» AUSGEWÄHLTER TEXT:
════
Erschienen am 05.05.2017
Auch erhältlich als:
Bibliografische Daten
ISBN/EAN: 9783957491114
Sprache: Deutsch
Umfang: 256 S.
Format (T/L/B): 1.8 x 21.5 x 13.6 cm
Einband: kartoniertes Buch

Beschreibung

Michael Schindhelm erzählt die Geschichte des Matthias Pollack, Chefdramaturg am Berliner Liebknecht-Theater, das nach 25 Jahren als das Nonplusultra des deutschen Theaters nun zur Beute eines kosmopolitischen Kulturmanagers werden soll. Was wie eine Allegorie auf die Gegenwart der Berliner Volksbühne am Rosa- Luxemburg-Platz erscheint, wird mehr und mehr zur beklemmenden Einsicht in die Selbstentfremdung des Protagonisten. Pollack, Ende fünfzig, Sohn Ostberliner Intellektueller, gerade von seiner jungen Freundin verlassen, ist auf dem Weg zur 463. Vorstellung von Einer flog über das Kuckucksnest: Entstanden im Herbst 1989 als Abrechnung mit der Staatswillkür der DDR, dann transformiert in eine Attacke auf die Zumutungen des Kapitalismus, soll diese Inszenierung, die den Ruhm des Liebknecht begründet hat, heute in Anwesenheit des Regierenden Bürgermeisters zum letzten Mal gespielt werden. Niemand kann vorhersehen, was an diesem Abend geschehen wird.
════
» AUFGABEN:
- A) Fassen Sie den Absatz der Buchbeschreibung, der mit „Michael Schindhelm erzählt“ beginnt, als Stichpunktliste zusammen, ohne die wesentlichen Fakten wegzulassen.
- B) Wann entstand laut der Buchbeschreibung die Inszenierung von „Einer flog über das Kuckucksnest“?
- C) Prüfen Sie anhand der Buchbeschreibung, ob die folgenden Aussagen zutreffen: (i) Matthias Pollack ist Chefdramaturg am Berliner Liebknecht-Theater. (ii) Das Buch hat einen festen Einband. (iii) Pollack ist Anfang vierzig.
Die Einträge sind hierfür ohne Belang.
════
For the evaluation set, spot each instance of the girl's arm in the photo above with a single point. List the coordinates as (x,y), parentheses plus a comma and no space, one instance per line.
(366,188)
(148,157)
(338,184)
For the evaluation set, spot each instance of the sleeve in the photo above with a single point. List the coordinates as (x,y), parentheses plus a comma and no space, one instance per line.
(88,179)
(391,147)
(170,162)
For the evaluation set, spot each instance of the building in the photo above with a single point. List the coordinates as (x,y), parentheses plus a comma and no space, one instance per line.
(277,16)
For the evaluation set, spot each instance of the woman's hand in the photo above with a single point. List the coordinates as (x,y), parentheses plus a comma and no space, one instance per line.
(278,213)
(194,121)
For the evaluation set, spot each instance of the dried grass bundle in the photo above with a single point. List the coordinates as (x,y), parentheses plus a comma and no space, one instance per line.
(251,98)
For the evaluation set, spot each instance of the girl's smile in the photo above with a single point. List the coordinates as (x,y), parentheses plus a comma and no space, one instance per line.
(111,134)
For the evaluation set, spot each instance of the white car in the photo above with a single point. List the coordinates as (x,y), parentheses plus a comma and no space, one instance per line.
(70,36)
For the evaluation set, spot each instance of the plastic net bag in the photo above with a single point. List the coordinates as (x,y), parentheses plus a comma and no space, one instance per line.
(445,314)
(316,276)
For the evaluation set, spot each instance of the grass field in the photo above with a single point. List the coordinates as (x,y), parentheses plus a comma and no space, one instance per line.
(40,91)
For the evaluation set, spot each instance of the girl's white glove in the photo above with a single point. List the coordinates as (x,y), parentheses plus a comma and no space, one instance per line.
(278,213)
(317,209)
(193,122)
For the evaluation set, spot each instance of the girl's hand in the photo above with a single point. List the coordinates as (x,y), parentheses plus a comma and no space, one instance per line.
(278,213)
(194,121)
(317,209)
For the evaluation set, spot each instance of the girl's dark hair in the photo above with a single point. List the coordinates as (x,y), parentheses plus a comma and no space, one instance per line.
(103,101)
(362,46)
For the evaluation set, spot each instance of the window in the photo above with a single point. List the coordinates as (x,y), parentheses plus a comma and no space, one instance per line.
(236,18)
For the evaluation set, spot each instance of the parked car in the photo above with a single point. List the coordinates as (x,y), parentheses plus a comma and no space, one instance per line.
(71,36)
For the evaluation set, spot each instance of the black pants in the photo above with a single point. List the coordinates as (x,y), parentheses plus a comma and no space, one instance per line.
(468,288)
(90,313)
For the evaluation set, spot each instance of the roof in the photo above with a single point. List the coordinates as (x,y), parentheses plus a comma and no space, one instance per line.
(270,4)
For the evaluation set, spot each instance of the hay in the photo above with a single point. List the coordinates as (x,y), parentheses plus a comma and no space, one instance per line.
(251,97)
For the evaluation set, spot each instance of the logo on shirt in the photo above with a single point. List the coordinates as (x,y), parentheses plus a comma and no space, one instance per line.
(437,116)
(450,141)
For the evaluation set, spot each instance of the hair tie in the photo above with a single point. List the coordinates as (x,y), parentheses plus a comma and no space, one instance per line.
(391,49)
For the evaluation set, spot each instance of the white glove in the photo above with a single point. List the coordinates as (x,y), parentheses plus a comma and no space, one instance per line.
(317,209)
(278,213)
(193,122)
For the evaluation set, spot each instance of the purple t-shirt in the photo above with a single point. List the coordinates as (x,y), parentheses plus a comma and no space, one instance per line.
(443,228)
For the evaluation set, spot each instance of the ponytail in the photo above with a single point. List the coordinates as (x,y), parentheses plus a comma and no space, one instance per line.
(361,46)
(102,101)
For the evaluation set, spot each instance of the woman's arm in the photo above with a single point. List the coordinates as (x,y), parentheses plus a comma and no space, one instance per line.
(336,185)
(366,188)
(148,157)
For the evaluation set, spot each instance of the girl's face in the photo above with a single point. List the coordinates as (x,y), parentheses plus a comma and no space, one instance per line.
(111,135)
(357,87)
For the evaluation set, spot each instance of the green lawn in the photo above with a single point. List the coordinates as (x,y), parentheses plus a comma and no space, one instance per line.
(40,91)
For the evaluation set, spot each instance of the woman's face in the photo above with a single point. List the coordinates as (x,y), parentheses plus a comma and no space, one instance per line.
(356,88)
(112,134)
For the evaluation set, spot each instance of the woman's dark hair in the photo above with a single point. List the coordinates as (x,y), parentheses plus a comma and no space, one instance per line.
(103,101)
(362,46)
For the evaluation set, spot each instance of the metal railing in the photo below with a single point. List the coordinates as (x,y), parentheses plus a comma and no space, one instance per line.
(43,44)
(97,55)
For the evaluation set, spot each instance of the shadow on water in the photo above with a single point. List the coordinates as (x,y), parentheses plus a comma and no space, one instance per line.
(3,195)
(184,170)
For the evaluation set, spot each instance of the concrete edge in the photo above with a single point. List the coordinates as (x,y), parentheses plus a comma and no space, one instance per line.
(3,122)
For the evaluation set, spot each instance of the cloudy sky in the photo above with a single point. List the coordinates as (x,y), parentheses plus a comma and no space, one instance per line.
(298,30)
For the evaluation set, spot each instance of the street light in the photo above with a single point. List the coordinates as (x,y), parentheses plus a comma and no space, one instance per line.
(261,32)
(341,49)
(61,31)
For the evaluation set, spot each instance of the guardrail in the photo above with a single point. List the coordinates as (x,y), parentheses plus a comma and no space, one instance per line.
════
» LÖSUNGEN:
- A)
- Michael Schindhelm erzählt die Geschichte von Matthias Pollack, Chefdramaturg am Berliner Liebknecht-Theater.
- Das Theater galt 25 Jahre lang als Nonplusultra des deutschen Theaters und soll nun zur Beute eines kosmopolitischen Kulturmanagers werden.
- Die Handlung erscheint zunächst als Allegorie auf die Berliner Volksbühne am Rosa-Luxemburg-Platz. Zunehmend wird sie zur beklemmenden Einsicht in die Selbstentfremdung des Protagonisten.
- Pollack ist Ende fünfzig und Sohn Ostberliner Intellektueller. Seine junge Freundin hat ihn gerade verlassen.
- Er ist auf dem Weg zur 463. Vorstellung von „Einer flog über das Kuckucksnest“.
- Die Inszenierung entstand im Herbst 1989 als Abrechnung mit der Staatswillkür der DDR. Später wurde sie zur Attacke auf die Zumutungen des Kapitalismus umgeformt. Sie begründete den Ruhm des Liebknecht.
- Heute soll sie in Anwesenheit des Regierenden Bürgermeisters zum letzten Mal gespielt werden.
- Was an diesem Abend geschieht, kann niemand vorhersehen.

- B) Im Herbst 1989.

- C)
(i) Ja: „Chefdramaturg am Berliner Liebknecht-Theater“
(ii) Nein: „Einband: kartoniertes Buch“
(iii) Nein: „Pollack, Ende fünfzig“